• _INFORMATION SHOWN_
==========

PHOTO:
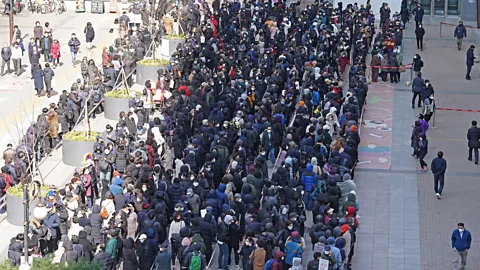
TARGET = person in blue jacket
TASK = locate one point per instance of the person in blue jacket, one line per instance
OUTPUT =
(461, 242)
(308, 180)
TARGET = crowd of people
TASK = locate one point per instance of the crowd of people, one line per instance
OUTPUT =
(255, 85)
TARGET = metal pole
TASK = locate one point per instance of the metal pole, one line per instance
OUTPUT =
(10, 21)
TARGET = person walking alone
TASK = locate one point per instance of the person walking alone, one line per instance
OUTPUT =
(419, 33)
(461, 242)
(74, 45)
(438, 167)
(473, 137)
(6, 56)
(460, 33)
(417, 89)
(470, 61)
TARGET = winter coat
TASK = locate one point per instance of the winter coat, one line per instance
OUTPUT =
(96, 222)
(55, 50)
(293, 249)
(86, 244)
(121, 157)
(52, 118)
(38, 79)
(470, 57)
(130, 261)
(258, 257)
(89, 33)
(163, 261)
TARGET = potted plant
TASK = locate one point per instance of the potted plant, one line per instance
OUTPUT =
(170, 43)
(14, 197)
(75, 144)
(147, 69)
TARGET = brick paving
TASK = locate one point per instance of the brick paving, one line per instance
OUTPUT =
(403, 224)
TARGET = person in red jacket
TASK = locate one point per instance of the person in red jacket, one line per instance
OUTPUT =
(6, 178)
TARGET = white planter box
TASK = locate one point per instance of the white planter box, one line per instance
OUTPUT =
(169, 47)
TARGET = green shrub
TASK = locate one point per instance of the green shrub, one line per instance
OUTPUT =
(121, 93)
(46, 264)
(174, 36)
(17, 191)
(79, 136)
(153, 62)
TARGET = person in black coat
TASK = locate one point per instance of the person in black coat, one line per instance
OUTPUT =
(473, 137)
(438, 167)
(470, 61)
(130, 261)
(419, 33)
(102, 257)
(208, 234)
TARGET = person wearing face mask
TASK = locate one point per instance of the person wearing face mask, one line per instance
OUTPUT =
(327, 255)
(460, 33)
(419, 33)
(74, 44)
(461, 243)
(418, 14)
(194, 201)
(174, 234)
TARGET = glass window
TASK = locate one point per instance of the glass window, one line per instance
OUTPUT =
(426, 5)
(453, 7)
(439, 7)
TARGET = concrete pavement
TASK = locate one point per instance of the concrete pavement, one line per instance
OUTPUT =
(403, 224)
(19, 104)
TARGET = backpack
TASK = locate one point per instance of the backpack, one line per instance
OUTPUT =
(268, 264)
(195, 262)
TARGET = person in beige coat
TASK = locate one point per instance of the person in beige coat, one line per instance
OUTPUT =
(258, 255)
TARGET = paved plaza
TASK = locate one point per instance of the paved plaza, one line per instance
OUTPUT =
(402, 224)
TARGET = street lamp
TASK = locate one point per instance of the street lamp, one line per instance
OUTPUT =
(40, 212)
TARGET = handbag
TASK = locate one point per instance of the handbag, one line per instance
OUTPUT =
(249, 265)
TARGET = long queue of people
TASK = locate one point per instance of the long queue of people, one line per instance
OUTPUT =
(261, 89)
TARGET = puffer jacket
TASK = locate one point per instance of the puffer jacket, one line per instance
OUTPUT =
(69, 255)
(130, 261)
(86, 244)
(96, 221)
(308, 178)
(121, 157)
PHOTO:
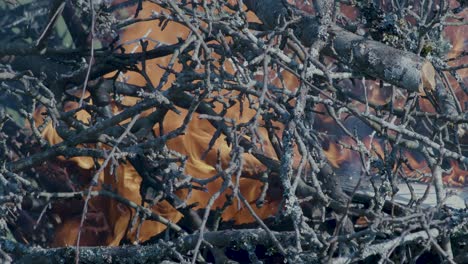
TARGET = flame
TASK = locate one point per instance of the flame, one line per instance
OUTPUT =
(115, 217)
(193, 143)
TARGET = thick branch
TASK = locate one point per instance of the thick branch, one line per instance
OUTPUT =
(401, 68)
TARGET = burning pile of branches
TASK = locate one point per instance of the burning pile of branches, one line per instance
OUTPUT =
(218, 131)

==========

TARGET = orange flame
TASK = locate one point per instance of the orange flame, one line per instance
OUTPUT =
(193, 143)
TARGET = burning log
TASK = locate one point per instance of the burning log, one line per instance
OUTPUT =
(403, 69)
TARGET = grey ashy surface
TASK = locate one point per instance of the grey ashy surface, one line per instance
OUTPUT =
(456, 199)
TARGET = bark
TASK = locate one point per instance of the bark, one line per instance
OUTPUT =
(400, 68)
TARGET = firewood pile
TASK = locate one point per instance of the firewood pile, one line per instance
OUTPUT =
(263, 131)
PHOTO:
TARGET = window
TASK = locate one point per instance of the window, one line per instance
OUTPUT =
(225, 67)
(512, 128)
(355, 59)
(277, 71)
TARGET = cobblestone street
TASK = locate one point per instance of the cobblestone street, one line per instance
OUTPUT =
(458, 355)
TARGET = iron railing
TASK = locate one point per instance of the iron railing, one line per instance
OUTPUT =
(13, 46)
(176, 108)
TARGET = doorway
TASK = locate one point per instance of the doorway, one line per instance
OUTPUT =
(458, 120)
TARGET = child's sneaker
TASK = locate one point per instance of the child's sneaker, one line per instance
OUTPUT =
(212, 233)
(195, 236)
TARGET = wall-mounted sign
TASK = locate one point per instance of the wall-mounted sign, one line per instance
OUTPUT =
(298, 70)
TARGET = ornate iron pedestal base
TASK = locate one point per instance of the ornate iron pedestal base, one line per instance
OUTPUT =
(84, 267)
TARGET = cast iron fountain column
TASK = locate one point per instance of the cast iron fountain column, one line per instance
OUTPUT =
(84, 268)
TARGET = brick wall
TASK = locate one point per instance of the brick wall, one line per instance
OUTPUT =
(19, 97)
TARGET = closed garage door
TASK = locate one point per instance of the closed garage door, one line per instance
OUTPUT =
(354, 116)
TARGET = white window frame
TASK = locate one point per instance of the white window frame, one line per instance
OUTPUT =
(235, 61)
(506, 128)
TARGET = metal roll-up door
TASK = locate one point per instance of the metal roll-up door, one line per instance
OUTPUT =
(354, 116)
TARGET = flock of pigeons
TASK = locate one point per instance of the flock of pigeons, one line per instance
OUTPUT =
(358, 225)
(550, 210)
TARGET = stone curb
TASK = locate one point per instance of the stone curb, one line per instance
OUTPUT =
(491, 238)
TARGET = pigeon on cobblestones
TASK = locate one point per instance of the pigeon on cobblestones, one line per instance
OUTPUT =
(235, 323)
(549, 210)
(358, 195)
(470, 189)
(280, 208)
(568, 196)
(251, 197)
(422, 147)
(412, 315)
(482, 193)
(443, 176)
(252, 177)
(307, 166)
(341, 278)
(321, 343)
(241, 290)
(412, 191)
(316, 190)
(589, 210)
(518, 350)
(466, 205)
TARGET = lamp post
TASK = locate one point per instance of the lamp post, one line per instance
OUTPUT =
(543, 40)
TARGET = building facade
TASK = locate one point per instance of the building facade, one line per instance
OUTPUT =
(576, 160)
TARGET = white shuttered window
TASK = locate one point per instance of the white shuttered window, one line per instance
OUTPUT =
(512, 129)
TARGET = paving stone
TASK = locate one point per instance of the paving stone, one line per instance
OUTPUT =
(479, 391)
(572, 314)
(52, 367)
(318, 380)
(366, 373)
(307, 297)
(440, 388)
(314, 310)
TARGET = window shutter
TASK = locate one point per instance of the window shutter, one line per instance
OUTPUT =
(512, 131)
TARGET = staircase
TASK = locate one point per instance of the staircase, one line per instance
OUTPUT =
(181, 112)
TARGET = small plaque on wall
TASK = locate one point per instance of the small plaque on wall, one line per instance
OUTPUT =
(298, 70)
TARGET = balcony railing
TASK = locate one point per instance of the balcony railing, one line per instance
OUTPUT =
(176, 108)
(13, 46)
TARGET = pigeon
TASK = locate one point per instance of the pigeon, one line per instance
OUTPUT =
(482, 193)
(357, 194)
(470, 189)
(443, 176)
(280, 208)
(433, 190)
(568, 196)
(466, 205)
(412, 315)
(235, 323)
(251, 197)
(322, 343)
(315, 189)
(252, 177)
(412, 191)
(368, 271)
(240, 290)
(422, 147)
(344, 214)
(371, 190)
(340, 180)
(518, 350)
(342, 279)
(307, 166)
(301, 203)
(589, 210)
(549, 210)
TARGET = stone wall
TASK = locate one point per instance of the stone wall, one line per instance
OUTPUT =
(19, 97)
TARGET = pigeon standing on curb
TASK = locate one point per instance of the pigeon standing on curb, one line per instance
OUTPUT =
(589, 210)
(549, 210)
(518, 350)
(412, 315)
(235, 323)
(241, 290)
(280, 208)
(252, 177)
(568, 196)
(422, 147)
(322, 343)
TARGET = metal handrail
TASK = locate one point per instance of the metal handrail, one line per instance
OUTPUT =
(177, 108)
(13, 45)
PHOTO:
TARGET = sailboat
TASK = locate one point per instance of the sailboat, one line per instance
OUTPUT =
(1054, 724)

==========

• _YOUR GOAL_
Render the data from the line with "TARGET = small plaque on wall" to the line with "(1054, 724)" as a JSON list of strings, one string per line and no blank lines. Include only these lines.

• _RESULT_
[
  "TARGET = small plaque on wall",
  "TASK = locate one point per instance of the small plaque on wall, one line per instance",
  "OUTPUT =",
  "(298, 70)",
  "TARGET = balcony railing",
  "TASK = locate one point per instance of the balcony railing, one line per instance",
  "OUTPUT =",
  "(176, 108)",
  "(13, 46)",
  "TARGET = pigeon",
  "TASK = locate one point per instance of the pigeon, one line per instance",
  "OUTPUT =",
  "(482, 193)",
  "(357, 194)",
  "(470, 189)",
  "(443, 176)",
  "(280, 208)",
  "(433, 190)",
  "(568, 196)",
  "(466, 205)",
  "(412, 315)",
  "(235, 323)",
  "(251, 197)",
  "(322, 343)",
  "(315, 189)",
  "(252, 177)",
  "(412, 191)",
  "(368, 271)",
  "(240, 290)",
  "(422, 147)",
  "(344, 214)",
  "(371, 190)",
  "(340, 180)",
  "(518, 350)",
  "(342, 279)",
  "(307, 166)",
  "(301, 203)",
  "(589, 210)",
  "(549, 210)",
  "TARGET = stone wall",
  "TASK = locate one point per instance of the stone wall, one line per instance",
  "OUTPUT =",
  "(19, 97)",
  "TARGET = pigeon standing on curb",
  "TASK = locate one point per instance of the pigeon standing on curb, one line per instance",
  "OUTPUT =",
  "(589, 210)",
  "(549, 210)",
  "(518, 350)",
  "(412, 315)",
  "(235, 323)",
  "(241, 290)",
  "(280, 208)",
  "(252, 177)",
  "(568, 196)",
  "(422, 147)",
  "(322, 343)",
  "TARGET = metal handrail",
  "TASK = locate one point per instance of the metal handrail, one line per instance",
  "OUTPUT =",
  "(177, 108)",
  "(13, 45)",
  "PHOTO:",
  "TARGET = sailboat",
  "TASK = locate one point per instance of the sailboat, one line per instance",
  "OUTPUT =",
  "(1054, 724)"
]